Segment Start: DATA TO PROCESS

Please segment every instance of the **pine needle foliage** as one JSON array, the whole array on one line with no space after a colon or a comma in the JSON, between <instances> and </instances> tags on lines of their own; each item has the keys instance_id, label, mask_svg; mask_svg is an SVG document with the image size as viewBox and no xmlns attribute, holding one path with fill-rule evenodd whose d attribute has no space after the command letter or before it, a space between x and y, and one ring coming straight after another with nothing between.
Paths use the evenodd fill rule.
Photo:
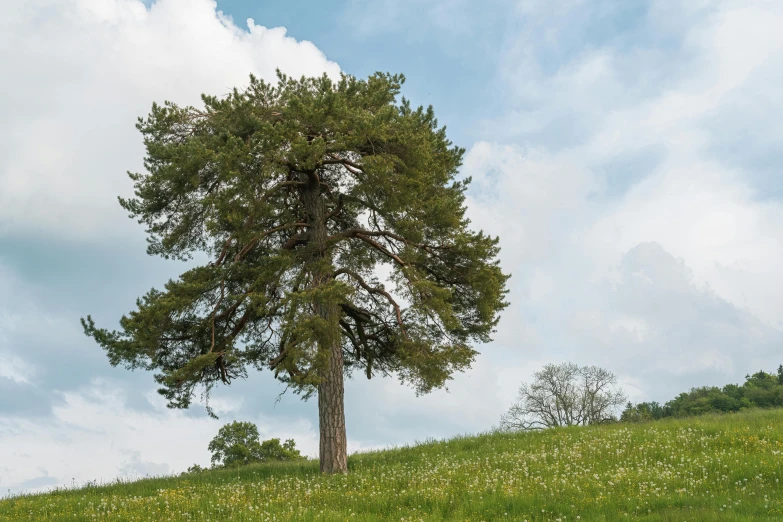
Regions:
<instances>
[{"instance_id":1,"label":"pine needle foliage","mask_svg":"<svg viewBox=\"0 0 783 522\"><path fill-rule=\"evenodd\" d=\"M155 371L172 408L249 368L306 399L329 346L347 374L396 375L417 393L467 369L508 275L498 238L465 217L465 150L431 106L396 101L403 82L278 71L203 108L154 103L137 124L146 172L128 173L136 197L119 202L150 255L211 261L147 292L119 331L81 319L111 364Z\"/></svg>"}]
</instances>

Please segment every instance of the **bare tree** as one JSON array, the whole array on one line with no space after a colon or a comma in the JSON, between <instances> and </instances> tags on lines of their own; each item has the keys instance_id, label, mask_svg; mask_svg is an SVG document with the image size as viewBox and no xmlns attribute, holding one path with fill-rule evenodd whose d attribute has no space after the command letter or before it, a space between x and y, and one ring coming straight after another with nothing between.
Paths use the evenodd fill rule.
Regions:
<instances>
[{"instance_id":1,"label":"bare tree","mask_svg":"<svg viewBox=\"0 0 783 522\"><path fill-rule=\"evenodd\" d=\"M597 366L547 364L519 388L517 402L500 419L501 430L537 430L599 424L625 403L617 377Z\"/></svg>"}]
</instances>

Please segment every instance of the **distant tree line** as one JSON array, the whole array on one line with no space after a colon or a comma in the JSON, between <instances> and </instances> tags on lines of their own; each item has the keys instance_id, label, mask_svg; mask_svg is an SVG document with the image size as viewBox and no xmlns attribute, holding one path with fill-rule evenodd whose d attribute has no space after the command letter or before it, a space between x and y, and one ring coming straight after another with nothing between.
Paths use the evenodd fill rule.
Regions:
<instances>
[{"instance_id":1,"label":"distant tree line","mask_svg":"<svg viewBox=\"0 0 783 522\"><path fill-rule=\"evenodd\" d=\"M664 417L689 417L705 413L729 413L745 408L783 407L783 365L777 373L759 371L745 376L745 383L717 386L701 386L679 394L661 405L657 402L640 402L626 405L621 422L640 422Z\"/></svg>"}]
</instances>

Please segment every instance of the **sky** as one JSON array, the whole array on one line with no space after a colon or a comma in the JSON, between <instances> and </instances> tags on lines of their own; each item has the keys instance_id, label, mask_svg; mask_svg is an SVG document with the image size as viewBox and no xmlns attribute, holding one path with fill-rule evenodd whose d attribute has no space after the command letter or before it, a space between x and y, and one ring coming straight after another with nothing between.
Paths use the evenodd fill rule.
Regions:
<instances>
[{"instance_id":1,"label":"sky","mask_svg":"<svg viewBox=\"0 0 783 522\"><path fill-rule=\"evenodd\" d=\"M497 425L547 363L665 402L783 363L778 0L28 0L0 7L0 495L209 464L233 420L317 456L316 401L270 372L170 410L79 318L203 263L145 253L117 196L136 119L253 73L403 73L467 152L511 305L448 391L346 383L349 452ZM279 401L277 400L279 398Z\"/></svg>"}]
</instances>

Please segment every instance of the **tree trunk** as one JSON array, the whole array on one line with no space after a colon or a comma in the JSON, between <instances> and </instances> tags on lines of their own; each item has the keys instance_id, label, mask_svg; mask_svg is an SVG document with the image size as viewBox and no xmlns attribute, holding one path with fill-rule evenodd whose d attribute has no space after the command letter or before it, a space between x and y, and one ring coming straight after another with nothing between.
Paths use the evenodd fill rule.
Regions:
<instances>
[{"instance_id":1,"label":"tree trunk","mask_svg":"<svg viewBox=\"0 0 783 522\"><path fill-rule=\"evenodd\" d=\"M318 385L321 473L348 473L343 387L343 350L332 346Z\"/></svg>"},{"instance_id":2,"label":"tree trunk","mask_svg":"<svg viewBox=\"0 0 783 522\"><path fill-rule=\"evenodd\" d=\"M303 193L308 234L313 248L313 285L318 286L331 278L325 270L331 265L326 238L326 202L321 197L321 184L316 175L310 173L308 186ZM328 262L325 262L328 261ZM337 322L339 314L336 305L321 304L316 307L321 317L328 322ZM345 435L345 388L343 385L343 349L340 339L319 342L319 351L326 352L327 361L319 368L318 377L318 428L320 431L320 460L322 473L347 473L348 451Z\"/></svg>"}]
</instances>

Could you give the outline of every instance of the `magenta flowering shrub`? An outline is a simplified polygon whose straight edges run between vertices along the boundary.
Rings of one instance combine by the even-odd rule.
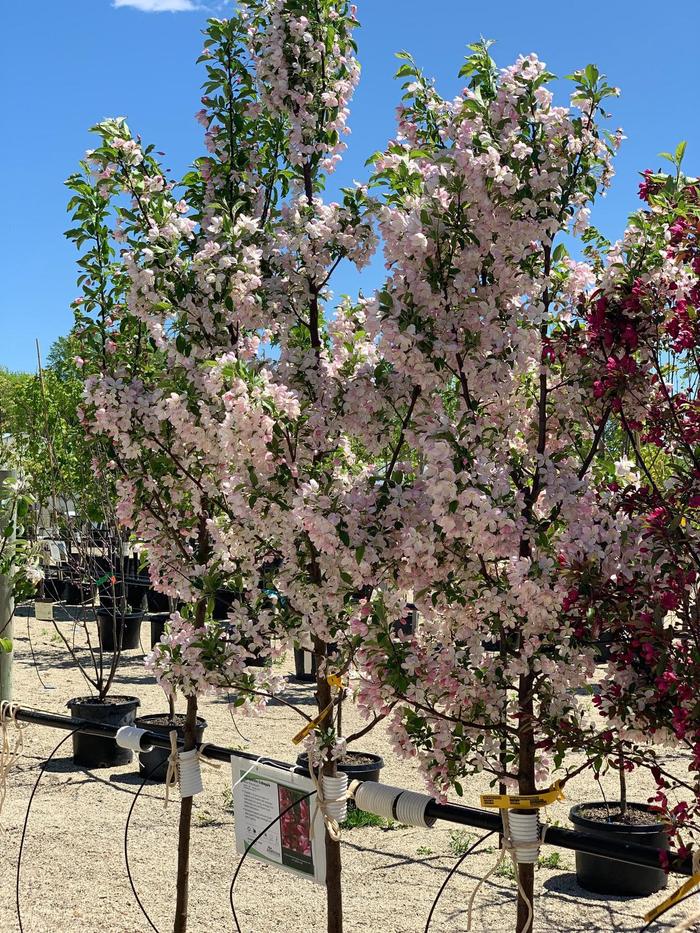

Segment End: DATA TO PROCESS

THE PROBLEM — Exclude the pictures. Write out the remaining data exactly.

PROBLEM SOLUTION —
Please segment every instance of the **pine needle foliage** as one JSON array, the whole array on one line with no space after a colon or a comma in the JSON, between <instances> and </instances> tags on lines of their own; each item has the keys instance_id, label, mask_svg; mask_svg is an SVG document with the image size as viewBox and no xmlns attribute, holding one path with fill-rule evenodd whose d attribute has no space after the command letter or before it, a space between x and y, and one ring coming straight after another with nothing between.
Paths use the evenodd fill rule.
Photo:
Regions:
<instances>
[{"instance_id":1,"label":"pine needle foliage","mask_svg":"<svg viewBox=\"0 0 783 522\"><path fill-rule=\"evenodd\" d=\"M155 371L172 408L249 368L306 399L329 346L347 374L396 375L417 393L467 369L508 275L498 238L465 217L465 150L431 106L396 101L403 82L278 71L203 108L154 103L137 124L146 172L128 173L136 197L119 202L150 255L211 261L147 292L119 331L81 319L111 364Z\"/></svg>"}]
</instances>

Please segment every instance of the **bare tree** as one JSON array, the whole array on one line with no space after a colon or a comma in the JSON, between <instances> and </instances> tags on lines of their own; each item has the keys instance_id, label, mask_svg; mask_svg is an SVG document with the image size as viewBox and no xmlns attribute, holding one path with fill-rule evenodd whose d attribute has no space after the command letter or before it, a space between x and y, and one ring coming straight after another with nothing between.
Paths use the evenodd fill rule.
Regions:
<instances>
[{"instance_id":1,"label":"bare tree","mask_svg":"<svg viewBox=\"0 0 783 522\"><path fill-rule=\"evenodd\" d=\"M597 366L547 364L519 388L517 402L500 419L501 430L537 430L599 424L625 403L617 377Z\"/></svg>"}]
</instances>

Please segment every instance of the **distant tree line** as one JSON array, the whole array on one line with no space after a colon or a comma in the JSON, between <instances> and </instances> tags on lines of their own; each item has the keys instance_id, label, mask_svg; mask_svg is an SVG document with the image size as viewBox and no xmlns attribute, holding one path with fill-rule evenodd whose d attribute has no space after the command letter or before it, a space between x and y, and one ring coming straight after another with nothing between.
Paths use the evenodd fill rule.
Regions:
<instances>
[{"instance_id":1,"label":"distant tree line","mask_svg":"<svg viewBox=\"0 0 783 522\"><path fill-rule=\"evenodd\" d=\"M664 417L689 417L705 413L729 413L745 408L783 407L783 365L777 373L759 371L745 376L745 383L717 386L701 386L679 394L661 405L657 402L640 402L626 405L621 422L640 422Z\"/></svg>"}]
</instances>

Please segment every instance of the **sky** as one JSON array, the whole array on one line with no space after a colon or a comma in the JSON, between <instances> and </instances> tags on lines of their own; each item has the keys instance_id, label, mask_svg; mask_svg is an SVG document with the image size as viewBox and no xmlns attribute, holding one path with fill-rule evenodd whose d attribute has no space after the command letter or before it, a space between x and y, and one ring coming straight after another with nothing between.
Paths use the evenodd fill rule.
Regions:
<instances>
[{"instance_id":1,"label":"sky","mask_svg":"<svg viewBox=\"0 0 783 522\"><path fill-rule=\"evenodd\" d=\"M497 425L547 363L665 402L783 363L778 0L28 0L0 7L0 495L209 464L233 420L317 456L316 401L270 372L170 410L79 318L203 263L145 253L117 196L136 119L253 73L403 73L467 152L511 305L448 391L346 383L349 452ZM279 401L277 400L279 398Z\"/></svg>"}]
</instances>

Please segment every instance of the **tree trunk** as one JSON array, the whole array on one line with no space after a colon or a comma in the JSON, between <instances> and </instances> tags on lines of their own; each item has the keys instance_id, label, mask_svg; mask_svg is an SVG document with the image size as viewBox and no xmlns attribute, holding one path with fill-rule evenodd whose d attribute has no space after the command letter or before it, a space between x and y, and one ring coming straight after another with nothing between.
Paths use the evenodd fill rule.
Regions:
<instances>
[{"instance_id":1,"label":"tree trunk","mask_svg":"<svg viewBox=\"0 0 783 522\"><path fill-rule=\"evenodd\" d=\"M318 385L321 473L348 473L343 387L343 350L332 346Z\"/></svg>"},{"instance_id":2,"label":"tree trunk","mask_svg":"<svg viewBox=\"0 0 783 522\"><path fill-rule=\"evenodd\" d=\"M303 193L308 234L313 248L313 285L318 286L331 278L325 270L331 265L326 238L326 202L321 197L321 184L316 175L310 173L308 186ZM328 262L325 262L328 261ZM337 322L339 314L336 305L321 304L316 307L321 317L328 322ZM345 435L345 388L343 385L343 349L340 339L319 342L319 351L326 352L327 361L319 368L318 377L318 428L320 431L320 460L322 473L347 473L348 451Z\"/></svg>"}]
</instances>

Could you give the outline of every instance of the `magenta flowering shrub`? An outline is a simplified polygon whose straight edges run between vertices along the boundary.
Rings of one instance combine by the even-odd rule.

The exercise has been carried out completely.